- Task description
Make an exact copy of the lines, leaving the pictures out.

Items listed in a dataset
• • • • •

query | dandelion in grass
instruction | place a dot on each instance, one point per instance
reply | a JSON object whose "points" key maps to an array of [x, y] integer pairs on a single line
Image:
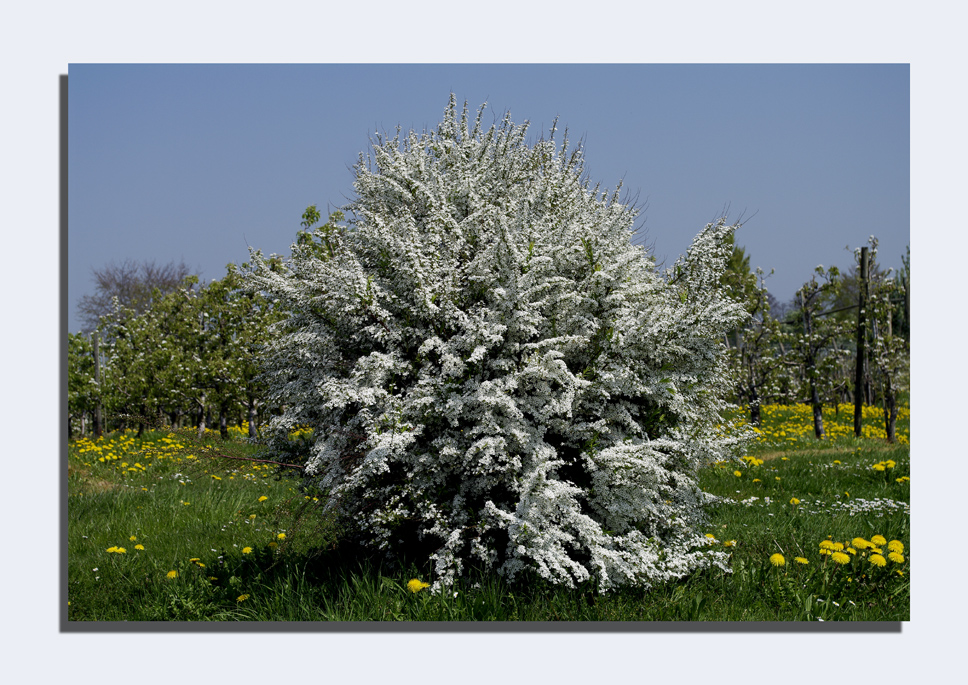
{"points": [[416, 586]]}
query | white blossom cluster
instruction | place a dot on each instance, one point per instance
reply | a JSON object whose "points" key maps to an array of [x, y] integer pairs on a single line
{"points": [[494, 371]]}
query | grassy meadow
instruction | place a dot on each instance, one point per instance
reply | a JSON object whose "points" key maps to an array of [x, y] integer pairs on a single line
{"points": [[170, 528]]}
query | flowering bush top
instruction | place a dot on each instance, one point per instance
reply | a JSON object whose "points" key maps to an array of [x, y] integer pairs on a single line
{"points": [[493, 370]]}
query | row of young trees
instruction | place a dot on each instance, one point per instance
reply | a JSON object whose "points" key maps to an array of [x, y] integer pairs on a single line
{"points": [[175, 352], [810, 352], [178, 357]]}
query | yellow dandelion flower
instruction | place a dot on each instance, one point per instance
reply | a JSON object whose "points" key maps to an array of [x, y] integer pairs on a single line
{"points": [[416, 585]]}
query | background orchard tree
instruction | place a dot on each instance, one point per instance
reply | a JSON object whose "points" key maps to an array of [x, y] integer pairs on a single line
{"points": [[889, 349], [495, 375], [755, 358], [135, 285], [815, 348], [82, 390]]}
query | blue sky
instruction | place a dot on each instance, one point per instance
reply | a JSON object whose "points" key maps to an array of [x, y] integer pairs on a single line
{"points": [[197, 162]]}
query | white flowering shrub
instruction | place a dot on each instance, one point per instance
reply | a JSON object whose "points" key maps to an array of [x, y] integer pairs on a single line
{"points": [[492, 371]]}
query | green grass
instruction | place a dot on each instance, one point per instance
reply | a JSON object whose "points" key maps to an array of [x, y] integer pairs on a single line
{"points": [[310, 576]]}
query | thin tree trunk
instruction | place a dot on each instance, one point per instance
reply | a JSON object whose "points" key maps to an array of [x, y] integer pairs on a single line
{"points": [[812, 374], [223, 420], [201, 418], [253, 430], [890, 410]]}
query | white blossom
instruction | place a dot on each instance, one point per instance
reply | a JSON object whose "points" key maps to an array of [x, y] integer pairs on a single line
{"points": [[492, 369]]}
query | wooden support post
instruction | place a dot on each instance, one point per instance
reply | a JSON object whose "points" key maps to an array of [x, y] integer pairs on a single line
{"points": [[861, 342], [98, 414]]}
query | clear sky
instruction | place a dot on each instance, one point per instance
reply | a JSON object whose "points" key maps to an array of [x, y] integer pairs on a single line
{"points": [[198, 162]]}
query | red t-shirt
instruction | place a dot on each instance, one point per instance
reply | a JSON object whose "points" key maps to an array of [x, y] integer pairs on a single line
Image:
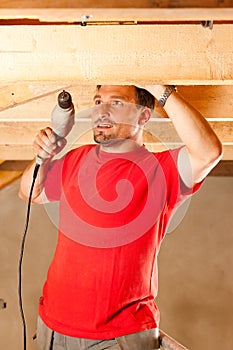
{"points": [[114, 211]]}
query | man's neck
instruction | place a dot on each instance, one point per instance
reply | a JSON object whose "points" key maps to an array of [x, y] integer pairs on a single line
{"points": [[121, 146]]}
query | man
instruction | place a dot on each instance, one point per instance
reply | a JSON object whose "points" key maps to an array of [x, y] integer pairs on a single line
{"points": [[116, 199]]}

• • • • •

- Output of the exercise
query | dandelion in grass
instruction | place a dot on each instance, one point per instance
reply | a JSON object whose "points" key maps to an array of [x, y] integer pairs on a single line
Image:
{"points": [[416, 586]]}
query | white blossom cluster
instruction | place a dot on each instance, one point per instance
reply | a JSON object whose "points" key maps to an array of [x, y] integer pairs on a single line
{"points": [[494, 371]]}
query | grassy meadow
instruction | place a dot on each instance, one point per instance
reply | a JSON object whose "points" key maps to an array of [x, y] integer pairs on a single line
{"points": [[170, 528]]}
query | flowering bush top
instruction | place a dot on each instance, one point per instance
reply | a JSON object whose "points" key maps to an array of [x, y] integer pairs on a single line
{"points": [[493, 370]]}
query | row of young trees
instruction | place a dot on each instance, one point per instance
reply | a JSON object whose "points" key maps to an array of [x, y] integer pairs on a single line
{"points": [[175, 352], [810, 352], [178, 357]]}
query | yellow dandelion flower
instruction | place a dot on each instance, one point per instance
reply | a JSON object whose "points" key maps to an array of [x, y] integer pairs on a single line
{"points": [[416, 585]]}
query | background orchard tree
instruction | place a dot on each instance, one point per instance
reply | a JSON object whose "points" key maps to an array of [x, y] integer pairs on a single line
{"points": [[889, 349], [495, 375], [755, 358], [135, 285], [815, 348], [82, 390]]}
query | blue sky
instruction | place a dot on each instance, one point per instance
reply | a JSON object whose "points" key maps to an array of [x, y] integer pairs on a single line
{"points": [[197, 162]]}
query | white flowering shrub
instruction | place a dot on each instance, one point per instance
reply | a JSON object whose "points" key maps to an array of [x, y] integer pairs on a single line
{"points": [[492, 371]]}
query | green grass
instruction | place a dot on each instance, one point per instance
reply | a JSON object whose "points" key maps to an array of [x, y] integer pairs on a single line
{"points": [[310, 576]]}
query | thin tree trunk
instruction | place a dot on each instance, one point per instance
reply | a JSON object whose "points" key maps to an array of [x, y] integer pairs on a single line
{"points": [[812, 374], [223, 420], [201, 418], [253, 430], [890, 410]]}
query | white blossom
instruction | place a dot on each instance, one point per instance
reply | a JSON object whose "points" key maps to an array of [x, y] integer pairs on a single line
{"points": [[492, 369]]}
query | wooden support post
instruction | place a dot on each instance, one point per instance
reply | a JSON object whose "points" key maps to an array of [x, y] integer pairs on a single line
{"points": [[861, 342], [98, 414]]}
query | clear sky
instruction | place a dot on each instance, one point per instance
reply | a JSON object whose "points" key maps to an array of [x, y] integer pairs on a single line
{"points": [[198, 162]]}
query | red t-shirt
instruction | place a dot on each instance, one point per instance
reply | a JSON object whose "points" key maps to an array of [x, y] integer pairs on a single line
Image:
{"points": [[114, 211]]}
query | man's neck
instruction | place a dot on each instance, one point per instance
reply | a JSON object whose "points" key maps to an array of [x, y] integer pairs on a single line
{"points": [[121, 146]]}
query | man
instruction | place a dot on each instance, one point per instance
reply | a JSON object whose "points" key maps to an array of [x, y] integer pairs on a single line
{"points": [[116, 199]]}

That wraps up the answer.